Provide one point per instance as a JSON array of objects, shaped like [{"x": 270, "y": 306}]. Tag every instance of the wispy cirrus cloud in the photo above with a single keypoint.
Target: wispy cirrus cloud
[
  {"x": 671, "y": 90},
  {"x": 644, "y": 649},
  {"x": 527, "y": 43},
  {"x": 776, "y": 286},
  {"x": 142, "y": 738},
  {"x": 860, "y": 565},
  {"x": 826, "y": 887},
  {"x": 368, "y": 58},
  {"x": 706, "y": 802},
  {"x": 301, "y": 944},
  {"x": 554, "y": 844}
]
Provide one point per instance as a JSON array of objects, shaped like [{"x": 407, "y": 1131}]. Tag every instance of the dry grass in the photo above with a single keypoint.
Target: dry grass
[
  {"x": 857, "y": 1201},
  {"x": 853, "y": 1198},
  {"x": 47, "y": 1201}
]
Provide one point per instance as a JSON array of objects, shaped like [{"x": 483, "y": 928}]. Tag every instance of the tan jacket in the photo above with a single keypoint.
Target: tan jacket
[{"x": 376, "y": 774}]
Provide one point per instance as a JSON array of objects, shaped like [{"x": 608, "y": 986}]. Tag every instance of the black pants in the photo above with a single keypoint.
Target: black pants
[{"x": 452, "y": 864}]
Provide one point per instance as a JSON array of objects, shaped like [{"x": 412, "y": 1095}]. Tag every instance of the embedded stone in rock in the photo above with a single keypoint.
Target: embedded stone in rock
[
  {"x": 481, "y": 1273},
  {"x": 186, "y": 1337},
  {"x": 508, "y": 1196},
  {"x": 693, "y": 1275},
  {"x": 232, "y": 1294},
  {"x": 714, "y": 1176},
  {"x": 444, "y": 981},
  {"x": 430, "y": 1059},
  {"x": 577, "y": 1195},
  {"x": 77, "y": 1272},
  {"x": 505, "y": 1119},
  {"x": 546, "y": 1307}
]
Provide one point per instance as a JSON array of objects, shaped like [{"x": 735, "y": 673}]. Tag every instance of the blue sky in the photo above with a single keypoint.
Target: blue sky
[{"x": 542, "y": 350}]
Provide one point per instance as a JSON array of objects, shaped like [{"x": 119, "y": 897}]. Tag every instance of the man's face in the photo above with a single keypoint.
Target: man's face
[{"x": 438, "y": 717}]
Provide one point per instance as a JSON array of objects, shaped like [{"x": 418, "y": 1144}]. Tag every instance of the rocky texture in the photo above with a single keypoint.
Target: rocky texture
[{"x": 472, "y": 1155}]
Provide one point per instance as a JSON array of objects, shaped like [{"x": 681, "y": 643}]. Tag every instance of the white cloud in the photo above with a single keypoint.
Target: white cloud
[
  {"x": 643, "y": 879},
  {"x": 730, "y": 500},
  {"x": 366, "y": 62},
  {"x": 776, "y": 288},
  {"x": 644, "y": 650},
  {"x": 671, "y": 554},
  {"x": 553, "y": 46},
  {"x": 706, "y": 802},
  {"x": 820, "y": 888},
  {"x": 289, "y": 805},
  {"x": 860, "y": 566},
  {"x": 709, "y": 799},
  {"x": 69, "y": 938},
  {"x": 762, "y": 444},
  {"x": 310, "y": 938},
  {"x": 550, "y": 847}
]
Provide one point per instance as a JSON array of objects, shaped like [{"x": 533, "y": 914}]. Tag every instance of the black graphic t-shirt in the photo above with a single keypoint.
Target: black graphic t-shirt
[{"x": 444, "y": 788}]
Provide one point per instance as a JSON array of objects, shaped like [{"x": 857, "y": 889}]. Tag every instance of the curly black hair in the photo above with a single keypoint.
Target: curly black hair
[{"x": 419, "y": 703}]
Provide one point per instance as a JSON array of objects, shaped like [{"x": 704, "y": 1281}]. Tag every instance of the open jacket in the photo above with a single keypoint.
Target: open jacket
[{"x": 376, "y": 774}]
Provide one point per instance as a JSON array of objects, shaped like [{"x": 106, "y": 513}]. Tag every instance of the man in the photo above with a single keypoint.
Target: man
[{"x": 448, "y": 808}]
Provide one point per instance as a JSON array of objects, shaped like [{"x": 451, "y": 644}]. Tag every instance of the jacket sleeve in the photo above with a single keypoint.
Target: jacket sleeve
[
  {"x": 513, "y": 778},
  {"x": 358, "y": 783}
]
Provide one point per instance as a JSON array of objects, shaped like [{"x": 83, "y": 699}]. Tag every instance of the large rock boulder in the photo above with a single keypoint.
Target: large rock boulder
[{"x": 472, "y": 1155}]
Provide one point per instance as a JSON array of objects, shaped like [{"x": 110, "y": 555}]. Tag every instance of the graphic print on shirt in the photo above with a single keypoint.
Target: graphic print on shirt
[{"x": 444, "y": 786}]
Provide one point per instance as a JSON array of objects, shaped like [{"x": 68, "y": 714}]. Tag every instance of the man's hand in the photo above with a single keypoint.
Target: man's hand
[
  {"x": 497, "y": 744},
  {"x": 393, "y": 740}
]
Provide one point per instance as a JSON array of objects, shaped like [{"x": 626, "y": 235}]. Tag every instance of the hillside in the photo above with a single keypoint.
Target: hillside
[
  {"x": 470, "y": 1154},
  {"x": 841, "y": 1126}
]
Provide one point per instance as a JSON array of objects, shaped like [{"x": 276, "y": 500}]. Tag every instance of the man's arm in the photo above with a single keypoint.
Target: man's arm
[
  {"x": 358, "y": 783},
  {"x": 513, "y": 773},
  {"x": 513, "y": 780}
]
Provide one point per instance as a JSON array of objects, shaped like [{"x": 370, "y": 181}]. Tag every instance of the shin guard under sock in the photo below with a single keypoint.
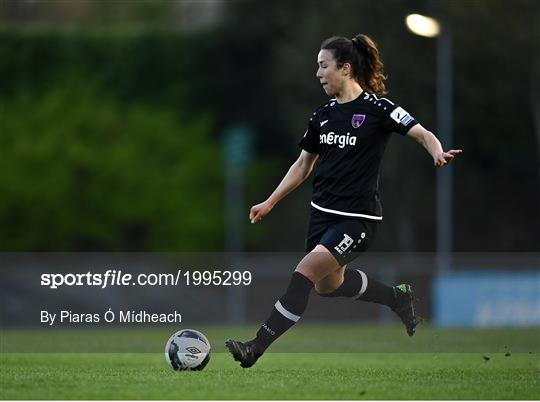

___

Exercise: Rescale the coordinates in the answers from the line containing "of the graphic" through the end of the material: give those lines again, requests included, with each answer coordinate multiplied by 0.85 and rounded to a whole number, halves rounded up. Leave the numbers in the requests and their format samples unchanged, and omit the pictures.

Reply:
Provide one point per instance as a JSON array of objects, shaped like [{"x": 110, "y": 555}]. Tag every instance of the graphic print on shirt in the photo above with a single keypoint.
Target: graphic print on shirt
[{"x": 377, "y": 668}]
Provide one point per instance as a JSON array of objects, shaped like [{"x": 68, "y": 714}]. Tag every instance of the man's hand in the photo above with a single keypoint.
Target: man's hand
[
  {"x": 422, "y": 632},
  {"x": 334, "y": 629}
]
Provide one point per instance as a JSON array of objects, shaped like [{"x": 626, "y": 235}]. Tag every instance of the hillside in the photo above with a single keypoint.
Target: hillside
[
  {"x": 400, "y": 981},
  {"x": 715, "y": 957}
]
Provide one point per instance as a JSON array of objects, shaped like [{"x": 276, "y": 500}]. Tag every instance of the man's arm in the photo above with a single keypoint.
Target: man's arm
[
  {"x": 304, "y": 666},
  {"x": 436, "y": 657},
  {"x": 436, "y": 663}
]
Provide one point per instance as a JSON array of objects, shaped like [{"x": 370, "y": 181}]. Tag every instance of the shin guard under sock in the photo below with a single keypoint.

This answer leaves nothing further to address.